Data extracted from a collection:
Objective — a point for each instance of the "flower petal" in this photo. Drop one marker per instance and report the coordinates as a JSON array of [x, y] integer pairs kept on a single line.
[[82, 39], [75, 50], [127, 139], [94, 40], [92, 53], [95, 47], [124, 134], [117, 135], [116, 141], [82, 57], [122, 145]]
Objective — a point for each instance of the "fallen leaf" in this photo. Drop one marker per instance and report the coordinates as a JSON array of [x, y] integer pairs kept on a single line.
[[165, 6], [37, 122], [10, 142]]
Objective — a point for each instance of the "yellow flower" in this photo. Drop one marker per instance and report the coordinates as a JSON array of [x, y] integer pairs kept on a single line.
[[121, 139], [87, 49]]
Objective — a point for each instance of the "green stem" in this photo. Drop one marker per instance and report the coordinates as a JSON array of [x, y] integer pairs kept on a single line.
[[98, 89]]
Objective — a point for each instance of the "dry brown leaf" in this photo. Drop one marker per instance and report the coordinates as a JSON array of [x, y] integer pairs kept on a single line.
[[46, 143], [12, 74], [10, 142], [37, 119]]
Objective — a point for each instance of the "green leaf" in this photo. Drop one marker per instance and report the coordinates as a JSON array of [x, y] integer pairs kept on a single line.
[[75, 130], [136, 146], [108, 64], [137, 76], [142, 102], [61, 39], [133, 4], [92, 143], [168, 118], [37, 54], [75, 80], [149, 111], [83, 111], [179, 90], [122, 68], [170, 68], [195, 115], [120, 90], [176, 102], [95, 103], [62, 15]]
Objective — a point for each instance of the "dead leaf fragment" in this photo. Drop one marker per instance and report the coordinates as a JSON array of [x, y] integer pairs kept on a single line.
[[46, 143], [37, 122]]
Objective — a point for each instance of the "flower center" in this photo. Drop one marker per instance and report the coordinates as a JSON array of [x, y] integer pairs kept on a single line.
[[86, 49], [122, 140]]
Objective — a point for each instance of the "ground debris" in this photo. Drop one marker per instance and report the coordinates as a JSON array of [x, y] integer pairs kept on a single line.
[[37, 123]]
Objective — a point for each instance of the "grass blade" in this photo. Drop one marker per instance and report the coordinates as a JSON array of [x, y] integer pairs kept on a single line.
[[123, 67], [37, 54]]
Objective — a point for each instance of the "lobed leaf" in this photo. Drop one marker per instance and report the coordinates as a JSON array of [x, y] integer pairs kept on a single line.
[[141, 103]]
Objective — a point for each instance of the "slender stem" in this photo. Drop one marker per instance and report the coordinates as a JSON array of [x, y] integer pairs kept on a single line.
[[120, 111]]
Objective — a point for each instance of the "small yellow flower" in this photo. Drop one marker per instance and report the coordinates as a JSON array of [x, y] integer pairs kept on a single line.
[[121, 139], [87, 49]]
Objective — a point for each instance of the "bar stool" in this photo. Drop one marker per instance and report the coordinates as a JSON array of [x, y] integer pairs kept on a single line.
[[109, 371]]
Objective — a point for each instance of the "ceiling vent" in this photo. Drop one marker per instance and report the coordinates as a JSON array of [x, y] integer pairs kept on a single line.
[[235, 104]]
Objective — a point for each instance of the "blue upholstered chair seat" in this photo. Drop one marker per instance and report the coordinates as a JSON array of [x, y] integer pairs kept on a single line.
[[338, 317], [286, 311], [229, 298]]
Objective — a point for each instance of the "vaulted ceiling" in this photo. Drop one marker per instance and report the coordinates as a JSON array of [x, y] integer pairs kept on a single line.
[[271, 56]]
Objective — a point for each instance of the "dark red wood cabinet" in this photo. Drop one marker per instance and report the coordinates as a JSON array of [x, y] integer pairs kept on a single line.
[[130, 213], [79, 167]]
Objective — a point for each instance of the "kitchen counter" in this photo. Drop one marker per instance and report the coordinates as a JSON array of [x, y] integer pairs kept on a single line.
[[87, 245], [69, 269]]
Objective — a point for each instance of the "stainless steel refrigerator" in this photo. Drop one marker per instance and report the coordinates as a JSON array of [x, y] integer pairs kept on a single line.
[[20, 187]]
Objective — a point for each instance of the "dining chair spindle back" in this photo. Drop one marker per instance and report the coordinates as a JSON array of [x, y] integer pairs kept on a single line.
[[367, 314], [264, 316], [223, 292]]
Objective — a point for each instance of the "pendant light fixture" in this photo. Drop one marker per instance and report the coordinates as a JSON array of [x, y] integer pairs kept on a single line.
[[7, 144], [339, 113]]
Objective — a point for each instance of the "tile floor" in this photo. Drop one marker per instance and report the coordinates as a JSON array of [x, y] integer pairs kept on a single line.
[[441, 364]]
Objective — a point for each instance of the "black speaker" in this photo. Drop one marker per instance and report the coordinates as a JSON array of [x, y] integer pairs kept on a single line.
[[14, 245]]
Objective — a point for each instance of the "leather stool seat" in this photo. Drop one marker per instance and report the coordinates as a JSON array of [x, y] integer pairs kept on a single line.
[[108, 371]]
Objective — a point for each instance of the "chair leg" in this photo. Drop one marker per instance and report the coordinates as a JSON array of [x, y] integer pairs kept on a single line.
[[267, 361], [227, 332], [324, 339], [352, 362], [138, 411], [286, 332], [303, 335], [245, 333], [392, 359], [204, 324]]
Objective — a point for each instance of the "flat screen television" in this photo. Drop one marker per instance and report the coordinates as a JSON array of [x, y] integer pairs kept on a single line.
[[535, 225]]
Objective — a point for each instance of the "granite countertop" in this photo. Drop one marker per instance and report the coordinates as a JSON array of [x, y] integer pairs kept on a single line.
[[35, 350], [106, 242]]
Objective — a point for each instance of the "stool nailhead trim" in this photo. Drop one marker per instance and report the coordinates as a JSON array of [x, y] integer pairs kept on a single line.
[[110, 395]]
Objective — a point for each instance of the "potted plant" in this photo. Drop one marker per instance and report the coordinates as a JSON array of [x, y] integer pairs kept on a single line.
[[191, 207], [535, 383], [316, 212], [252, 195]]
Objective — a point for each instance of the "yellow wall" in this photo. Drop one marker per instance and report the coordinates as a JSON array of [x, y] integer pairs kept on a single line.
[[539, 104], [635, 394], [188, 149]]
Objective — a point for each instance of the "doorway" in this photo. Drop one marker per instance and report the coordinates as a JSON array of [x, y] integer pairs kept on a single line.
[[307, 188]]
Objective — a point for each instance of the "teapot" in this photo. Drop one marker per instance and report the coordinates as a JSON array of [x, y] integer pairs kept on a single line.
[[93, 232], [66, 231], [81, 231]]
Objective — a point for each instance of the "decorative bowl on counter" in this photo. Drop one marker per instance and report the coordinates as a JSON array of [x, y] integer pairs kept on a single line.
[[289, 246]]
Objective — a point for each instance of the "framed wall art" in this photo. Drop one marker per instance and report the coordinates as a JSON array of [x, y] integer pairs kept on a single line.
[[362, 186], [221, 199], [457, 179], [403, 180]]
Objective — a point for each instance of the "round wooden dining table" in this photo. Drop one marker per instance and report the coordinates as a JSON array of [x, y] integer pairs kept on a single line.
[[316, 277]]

→ Exercise directions
Exactly as they stand above, repeat all the records.

→ Expected answer
Objective — a point for each instance of the "flower petal" in this photo. Drop one marker per instance and report the coordinates as a JSON array of [x, y] integer pairs kept on a single line.
[[82, 39], [75, 50], [127, 139], [94, 40], [92, 53], [95, 47], [124, 134], [117, 135], [116, 141], [82, 57], [122, 145]]
Objective — a point for each instance of the "fallen leaf" in this photo. Drop one marker per instance and report the coordinates as a JSON array of [x, y] integer pairs kept on a single line.
[[165, 6], [37, 122], [10, 142]]
Objective — a point for each instance of the "yellow flower" in this photo. Drop one marker per instance and report the coordinates as a JSON array of [x, y] integer pairs kept on a single line.
[[121, 139], [87, 49]]
Objective — a point for each instance of the "green stem" in this photo. Drop one marker per instance and report the coordinates as a JSON array of [x, y] integer pairs kept on a single line.
[[98, 89]]
Objective — a point for each instance of the "dry brown leaf" in this photo. Drop one marker per instance and report the coordinates as a JSON array of [x, y] integer pairs kept on a single line.
[[46, 143], [12, 74], [10, 142], [37, 119]]
Objective — a point for each instance of the "green leaf" in this photo. Drop one marker per instance and report the coordinates as a JSON array of [x, y] integer pairs kept on a single line.
[[75, 130], [136, 146], [108, 64], [137, 76], [142, 102], [61, 39], [133, 4], [92, 143], [168, 118], [37, 54], [75, 80], [149, 111], [83, 111], [179, 90], [122, 68], [170, 68], [195, 115], [120, 90], [176, 102], [95, 103], [62, 15]]
Objective — a point for each instance of the "dead leaf fragment" in this photo. Drop one marker per instance and report the coordinates as a JSON array of [x, y] integer pairs kept on a single line.
[[46, 143], [37, 122]]
Objective — a point for each instance of the "flower center" in this photo. Drop one marker per instance and report the coordinates as a JSON array of [x, y] integer pairs kept on a single line.
[[86, 49], [122, 140]]
Objective — a point for each instance of the "ground debris" in this photo. Drop one marker per instance and report the coordinates as a JSON array of [x, y] integer pairs kept on a single line.
[[37, 123]]
Objective — a point for each instance of the "grass blade" in this photo. Drop one marker per instance and report the coordinates as a JSON array of [x, y] integer pairs kept on a single line.
[[123, 67], [37, 54]]
Objective — a point for each instance of the "lobed leaf" in this photo. Drop one marker per instance and report the coordinates as a JSON array of [x, y] integer pairs kept on a single line.
[[141, 103]]
Objective — a point for each instance of the "slender stem" in this photo. Drop one marker per instance and report the coordinates as a JSON array of [x, y] integer pairs kept on a single line.
[[120, 111]]
Objective — a point for each instance of the "small yellow flower" in this photo. Drop one marker per instance and report the coordinates as a JSON array of [x, y] integer pairs kept on a single line.
[[121, 139], [87, 49]]
Objective — a point for each instance of the "bar stool" in this photo. Drop one marker per instance and report the coordinates as a JSON array of [x, y] integer pairs kept on a single line.
[[109, 371]]
Objective — a point for each instance of the "ceiling vent" in this photo. Drop one marker per instance and report the coordinates as a JSON array of [x, y] integer pairs kept on a single line.
[[235, 104]]
Objective — a point for each instance of the "blue upholstered chair seat" in this photo. Drop one marker per instance and report the coordinates as a JSON array of [x, y] integer pairs kept on a single line.
[[338, 317], [286, 311], [229, 298]]
Objective — a point for each instance of the "vaulted ceiling" in this photo. Drop one marker per instance and report the coordinates as a JSON array of [x, y] integer pairs kept on a single line.
[[271, 56]]
Objective — a point for each instance of the "dark red wood cabinet" in this photo. Drop one marker per instance and report the coordinates as a JSON array of [x, y] integer pairs kept on a single line.
[[130, 213], [79, 167]]
Objective — a point for each instance of the "kitchen counter" in this photo. Drop one marker per instance and report the coordinates as a JSON array of [x, y] integer pairs kept on a single line.
[[87, 245], [69, 269]]
Objective — a point for each instance of the "stainless steel refrigerator" in this photo. Drop one marker per instance and report the coordinates as a JSON array of [x, y] integer pairs kept on a single line.
[[20, 187]]
Objective — a point for each instance of the "dining chair spindle back" in this photo. Drop one marker per instance and report the coordinates as a JSON array of [x, y] integer pairs kept on a single line.
[[367, 314], [264, 316], [223, 292]]
Objective — a point for each instance of the "pendant light fixture" in this photo. Drop one marker per instance and report the coordinates as a JSON array of [x, y] integer pairs kept on a single line.
[[7, 144], [339, 113]]
Objective — a point for each instance of the "tile floor" in this photo. Drop one marker per instance and report the coordinates as a JSON array of [x, y] integer pairs kept on a single line.
[[441, 364]]
Objective — a point for each instance of the "black speaker" in this photo. Drop one marker per instance and report the coordinates as a JSON array of [x, y] integer pairs kept on a single line.
[[14, 245]]
Objective — a point for each instance of the "leather stool seat" in this photo. Drop one marker per instance and report the coordinates as a JSON array of [x, y] integer pairs kept on a single line.
[[108, 371]]
Objective — a point for each instance of the "chair leg" in this photo. Drop one marker per instance and report the coordinates as a JSON array of [x, y] integer pairs kept on a single line.
[[267, 361], [227, 332], [324, 339], [352, 362], [138, 411], [286, 332], [303, 335], [245, 333], [392, 359], [204, 324]]
Objective — a point for each instance of the "flat screen television" in this photo. Drop one marker per instance and report the coordinates as a JSON array of [x, y] integer pairs kept on a single line.
[[535, 225]]
Objective — a point for each instance of the "granite countertop" in this photo. Drop one marker per instance and report the coordinates as a JSON array of [x, y] integer pairs kept on a single line.
[[35, 350], [106, 242]]
Objective — a point for each instance of the "stool nailhead trim" in this photo. Drop one marker per instance and report the coordinates as a JSON array of [x, y] integer pairs kept on a single line.
[[110, 395]]
Objective — a point for each instance of the "potted plant" in this photo. Drop one marker per instance and report the coordinates as a JSON array of [x, y] integer pairs kept on a single line.
[[191, 207], [535, 383], [316, 212], [252, 195]]
Objective — a point for each instance of the "yellow wall" in this photo. Drop one marker per instance and report the coordinates as a JSON array of [x, y] integer pairs kept on a single line.
[[539, 104], [635, 394], [188, 149]]
Objective — a point for each instance of the "doorway" in this photo. Drop one marker per instance and report the coordinates as a JSON array of [x, y] integer pairs kept on a single line.
[[307, 188]]
Objective — a point for each instance of the "teapot" in this photo. Drop one marker per instance and report the coordinates as a JSON array of [x, y] integer pairs kept on a single line.
[[93, 232], [66, 231], [81, 231]]
Objective — a point for each instance of the "decorative bowl on counter" in this photo. Drop one marker per instance and report the coordinates as a JSON array of [x, y] integer pairs kept on a single line.
[[289, 246]]
Objective — a point for each instance of the "framed wall art" in this photo. Drop one marker per instance and report the coordinates as a JSON array of [x, y] integer pairs kept on a single line.
[[362, 186], [221, 199], [457, 179], [403, 180]]
Objective — a point for each instance of the "round wooden dining table" in this photo. Drop one marker per instance and report the coordinates as a JSON array of [x, y] integer pairs kept on a single line.
[[316, 277]]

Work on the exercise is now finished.